Tasks to carry out —
• a. According to the self-sabotage post, what did the writer feel like they were in at the start of lockdown?
• b. Quote the self-sabotage post word for word between "I currently feel" and "matter of course.", inclusive.

Selected passage —
******

A Walking Contradiction – an exercise in self sabotage

Self sabotage

I currently feel like a walking contradiction. That old physics thing about every action having an equal and opposite reaction, well physics and chemistry seem to have got caught up in a mix somewhere with me and I’m not sure the opposite reaction is supposed to happen automatically after every initial action as a matter of course.

With restrictions (if not COVID itself) a thing of the past, I feel like I should be back in a world of near normality, whatever shape or form that may take, but I still feel far from that. The COVID hangover remains, feeling like a different form of the long COVID everyone talks about, but from a mental health perspective rather than physical.

At the start of lockdown I felt like I was in some sort of personal heaven. I didn’t need to leave the house and interact with other humans, so no putting a (proverbial) mask on to step over the threshold and have to react spontaneously to meeting people. I could plan my interactions. Leaving the house was rare and when I did it was on my terms. I thought I could live like that forever. Life in a bubble, wrapped in a personal cocoon. My anxiety was well under control. My mood was high despite COVID.

******

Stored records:
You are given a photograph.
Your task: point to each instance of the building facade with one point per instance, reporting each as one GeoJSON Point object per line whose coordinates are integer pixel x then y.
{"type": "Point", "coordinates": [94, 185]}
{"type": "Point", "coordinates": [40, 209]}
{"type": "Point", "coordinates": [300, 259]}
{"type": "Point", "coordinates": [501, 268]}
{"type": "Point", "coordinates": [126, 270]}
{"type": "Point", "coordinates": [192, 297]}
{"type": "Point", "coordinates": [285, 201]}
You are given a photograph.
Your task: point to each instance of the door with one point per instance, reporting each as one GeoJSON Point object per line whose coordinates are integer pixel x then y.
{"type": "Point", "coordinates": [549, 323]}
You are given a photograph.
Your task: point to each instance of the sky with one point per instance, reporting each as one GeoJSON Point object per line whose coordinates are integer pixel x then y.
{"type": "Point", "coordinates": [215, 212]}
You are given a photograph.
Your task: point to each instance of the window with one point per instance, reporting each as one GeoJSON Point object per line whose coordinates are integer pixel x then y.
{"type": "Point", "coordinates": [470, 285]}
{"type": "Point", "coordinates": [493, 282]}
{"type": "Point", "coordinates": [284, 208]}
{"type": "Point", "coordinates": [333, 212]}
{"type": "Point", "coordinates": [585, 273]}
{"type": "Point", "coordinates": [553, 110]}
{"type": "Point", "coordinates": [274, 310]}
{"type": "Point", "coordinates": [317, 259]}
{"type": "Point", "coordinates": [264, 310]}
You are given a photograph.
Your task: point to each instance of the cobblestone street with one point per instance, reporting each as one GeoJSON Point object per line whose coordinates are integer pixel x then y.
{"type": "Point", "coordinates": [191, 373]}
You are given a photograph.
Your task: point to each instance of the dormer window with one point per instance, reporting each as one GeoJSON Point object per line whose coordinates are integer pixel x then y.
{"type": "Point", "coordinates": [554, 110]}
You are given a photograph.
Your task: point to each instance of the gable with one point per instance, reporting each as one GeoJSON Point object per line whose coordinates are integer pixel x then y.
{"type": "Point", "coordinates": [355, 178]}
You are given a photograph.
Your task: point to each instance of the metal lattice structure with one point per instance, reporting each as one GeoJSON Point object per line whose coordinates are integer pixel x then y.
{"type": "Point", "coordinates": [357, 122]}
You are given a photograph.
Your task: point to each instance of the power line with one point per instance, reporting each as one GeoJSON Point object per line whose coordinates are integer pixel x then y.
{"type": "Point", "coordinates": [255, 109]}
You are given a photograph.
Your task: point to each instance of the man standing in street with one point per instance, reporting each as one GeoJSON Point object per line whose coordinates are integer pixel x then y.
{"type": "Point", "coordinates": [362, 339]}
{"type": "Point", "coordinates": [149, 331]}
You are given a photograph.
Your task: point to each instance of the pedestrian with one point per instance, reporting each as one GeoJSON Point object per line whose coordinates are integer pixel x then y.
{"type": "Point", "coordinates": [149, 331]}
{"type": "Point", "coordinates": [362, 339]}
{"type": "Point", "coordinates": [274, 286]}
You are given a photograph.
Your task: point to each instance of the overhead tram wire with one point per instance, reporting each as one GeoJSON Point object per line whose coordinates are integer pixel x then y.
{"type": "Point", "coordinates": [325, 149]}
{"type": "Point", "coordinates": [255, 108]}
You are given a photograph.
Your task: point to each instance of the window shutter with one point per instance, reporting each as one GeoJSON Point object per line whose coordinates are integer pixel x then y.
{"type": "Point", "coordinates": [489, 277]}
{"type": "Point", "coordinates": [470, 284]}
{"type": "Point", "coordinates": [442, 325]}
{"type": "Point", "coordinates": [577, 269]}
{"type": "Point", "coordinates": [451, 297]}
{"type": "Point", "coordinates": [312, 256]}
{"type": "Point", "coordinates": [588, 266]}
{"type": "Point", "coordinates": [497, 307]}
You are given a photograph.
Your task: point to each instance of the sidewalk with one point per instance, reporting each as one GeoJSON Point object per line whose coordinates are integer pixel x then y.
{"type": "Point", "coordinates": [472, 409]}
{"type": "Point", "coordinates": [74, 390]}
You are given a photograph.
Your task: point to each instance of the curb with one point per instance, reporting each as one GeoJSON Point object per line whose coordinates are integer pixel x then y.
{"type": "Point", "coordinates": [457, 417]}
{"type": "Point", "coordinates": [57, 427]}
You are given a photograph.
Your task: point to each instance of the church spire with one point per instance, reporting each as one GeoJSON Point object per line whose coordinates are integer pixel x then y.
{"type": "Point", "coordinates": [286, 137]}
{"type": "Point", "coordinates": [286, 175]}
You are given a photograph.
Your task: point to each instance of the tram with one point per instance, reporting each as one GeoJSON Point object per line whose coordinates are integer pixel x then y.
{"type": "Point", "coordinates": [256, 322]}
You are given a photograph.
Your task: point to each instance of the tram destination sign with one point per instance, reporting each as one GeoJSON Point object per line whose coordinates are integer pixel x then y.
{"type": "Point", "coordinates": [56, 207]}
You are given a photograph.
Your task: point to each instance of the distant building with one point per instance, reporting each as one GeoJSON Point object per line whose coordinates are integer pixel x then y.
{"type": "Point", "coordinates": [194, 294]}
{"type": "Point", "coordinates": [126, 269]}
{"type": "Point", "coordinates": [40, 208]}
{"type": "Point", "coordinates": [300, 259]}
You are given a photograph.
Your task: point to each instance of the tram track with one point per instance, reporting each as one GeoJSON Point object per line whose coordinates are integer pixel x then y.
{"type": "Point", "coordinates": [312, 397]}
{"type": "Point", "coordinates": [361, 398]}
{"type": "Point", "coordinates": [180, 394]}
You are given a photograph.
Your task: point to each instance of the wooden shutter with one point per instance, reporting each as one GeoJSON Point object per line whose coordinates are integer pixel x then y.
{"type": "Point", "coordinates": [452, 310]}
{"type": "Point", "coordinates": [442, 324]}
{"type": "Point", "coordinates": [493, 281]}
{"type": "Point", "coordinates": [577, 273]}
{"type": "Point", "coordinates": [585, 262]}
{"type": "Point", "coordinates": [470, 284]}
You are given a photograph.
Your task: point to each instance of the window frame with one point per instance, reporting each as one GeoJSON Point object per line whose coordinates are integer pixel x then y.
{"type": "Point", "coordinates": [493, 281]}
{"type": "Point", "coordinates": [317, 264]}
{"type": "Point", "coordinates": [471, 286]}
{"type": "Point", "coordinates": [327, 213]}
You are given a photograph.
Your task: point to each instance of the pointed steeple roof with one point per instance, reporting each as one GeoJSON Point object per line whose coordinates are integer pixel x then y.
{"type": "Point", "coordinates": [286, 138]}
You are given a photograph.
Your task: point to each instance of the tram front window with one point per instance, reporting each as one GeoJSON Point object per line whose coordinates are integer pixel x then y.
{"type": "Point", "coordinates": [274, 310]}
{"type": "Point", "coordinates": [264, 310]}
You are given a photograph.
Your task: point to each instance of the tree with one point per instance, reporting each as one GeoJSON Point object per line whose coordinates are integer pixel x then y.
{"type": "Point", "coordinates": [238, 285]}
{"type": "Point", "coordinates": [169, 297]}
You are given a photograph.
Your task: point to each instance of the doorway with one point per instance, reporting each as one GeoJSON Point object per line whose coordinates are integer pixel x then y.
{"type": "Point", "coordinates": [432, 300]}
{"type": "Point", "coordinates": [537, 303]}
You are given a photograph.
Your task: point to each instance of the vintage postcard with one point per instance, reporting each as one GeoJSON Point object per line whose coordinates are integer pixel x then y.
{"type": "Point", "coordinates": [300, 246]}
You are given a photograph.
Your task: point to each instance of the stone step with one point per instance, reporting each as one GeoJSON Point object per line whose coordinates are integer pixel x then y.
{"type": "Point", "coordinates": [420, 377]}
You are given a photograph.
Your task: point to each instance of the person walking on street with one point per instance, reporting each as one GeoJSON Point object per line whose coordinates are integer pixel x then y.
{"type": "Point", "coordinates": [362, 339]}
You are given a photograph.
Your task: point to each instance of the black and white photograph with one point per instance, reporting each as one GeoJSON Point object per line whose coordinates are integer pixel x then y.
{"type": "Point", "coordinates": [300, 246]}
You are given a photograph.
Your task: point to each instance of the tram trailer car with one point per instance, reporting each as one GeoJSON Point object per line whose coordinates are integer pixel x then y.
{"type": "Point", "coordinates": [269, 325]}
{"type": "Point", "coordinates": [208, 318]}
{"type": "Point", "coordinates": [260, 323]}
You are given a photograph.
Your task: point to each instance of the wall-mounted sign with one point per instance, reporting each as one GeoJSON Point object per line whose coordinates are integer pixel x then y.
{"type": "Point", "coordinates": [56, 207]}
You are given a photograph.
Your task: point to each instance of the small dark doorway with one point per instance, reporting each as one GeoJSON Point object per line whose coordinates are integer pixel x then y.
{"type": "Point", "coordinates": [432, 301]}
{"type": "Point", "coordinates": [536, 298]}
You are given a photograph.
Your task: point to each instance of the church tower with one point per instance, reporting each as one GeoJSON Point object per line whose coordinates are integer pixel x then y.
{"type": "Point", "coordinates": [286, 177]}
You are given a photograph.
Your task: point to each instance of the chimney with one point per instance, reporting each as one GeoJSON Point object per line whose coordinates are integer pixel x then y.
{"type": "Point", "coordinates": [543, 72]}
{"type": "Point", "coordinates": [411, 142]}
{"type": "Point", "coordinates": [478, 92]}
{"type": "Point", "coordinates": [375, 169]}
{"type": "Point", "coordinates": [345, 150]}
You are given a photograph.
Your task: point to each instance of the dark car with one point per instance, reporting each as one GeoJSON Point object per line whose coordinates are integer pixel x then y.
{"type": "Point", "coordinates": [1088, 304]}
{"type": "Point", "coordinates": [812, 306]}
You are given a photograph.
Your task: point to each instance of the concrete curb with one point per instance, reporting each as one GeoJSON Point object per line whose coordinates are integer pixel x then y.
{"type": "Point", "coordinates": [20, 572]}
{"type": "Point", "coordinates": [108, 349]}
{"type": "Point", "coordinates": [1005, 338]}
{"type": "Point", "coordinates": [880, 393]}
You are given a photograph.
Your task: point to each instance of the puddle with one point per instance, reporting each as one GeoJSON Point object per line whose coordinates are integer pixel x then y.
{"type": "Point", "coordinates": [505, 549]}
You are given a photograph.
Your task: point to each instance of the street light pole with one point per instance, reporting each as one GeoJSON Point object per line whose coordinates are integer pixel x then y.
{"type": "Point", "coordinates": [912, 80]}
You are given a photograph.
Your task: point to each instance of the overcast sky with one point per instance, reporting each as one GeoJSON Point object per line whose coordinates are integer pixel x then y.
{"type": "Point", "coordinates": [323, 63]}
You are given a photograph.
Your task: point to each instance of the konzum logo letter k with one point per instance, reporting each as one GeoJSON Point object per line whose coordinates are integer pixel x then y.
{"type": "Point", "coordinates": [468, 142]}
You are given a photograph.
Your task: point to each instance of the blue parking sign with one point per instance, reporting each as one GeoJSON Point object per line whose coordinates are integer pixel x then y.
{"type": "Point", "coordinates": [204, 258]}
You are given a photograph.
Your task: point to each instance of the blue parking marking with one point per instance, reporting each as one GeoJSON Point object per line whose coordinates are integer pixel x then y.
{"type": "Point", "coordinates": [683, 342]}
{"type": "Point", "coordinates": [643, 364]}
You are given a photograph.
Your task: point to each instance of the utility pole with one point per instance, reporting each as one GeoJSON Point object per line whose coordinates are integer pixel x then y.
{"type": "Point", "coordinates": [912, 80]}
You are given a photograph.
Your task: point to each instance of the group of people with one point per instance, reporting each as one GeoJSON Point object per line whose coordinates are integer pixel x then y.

******

Written answers —
• a. Some sort of personal heaven.

• b.
I currently feel like a walking contradiction. That old physics thing about every action having an equal and opposite reaction, well physics and chemistry seem to have got caught up in a mix somewhere with me and I’m not sure the opposite reaction is supposed to happen automatically after every initial action as a matter of course.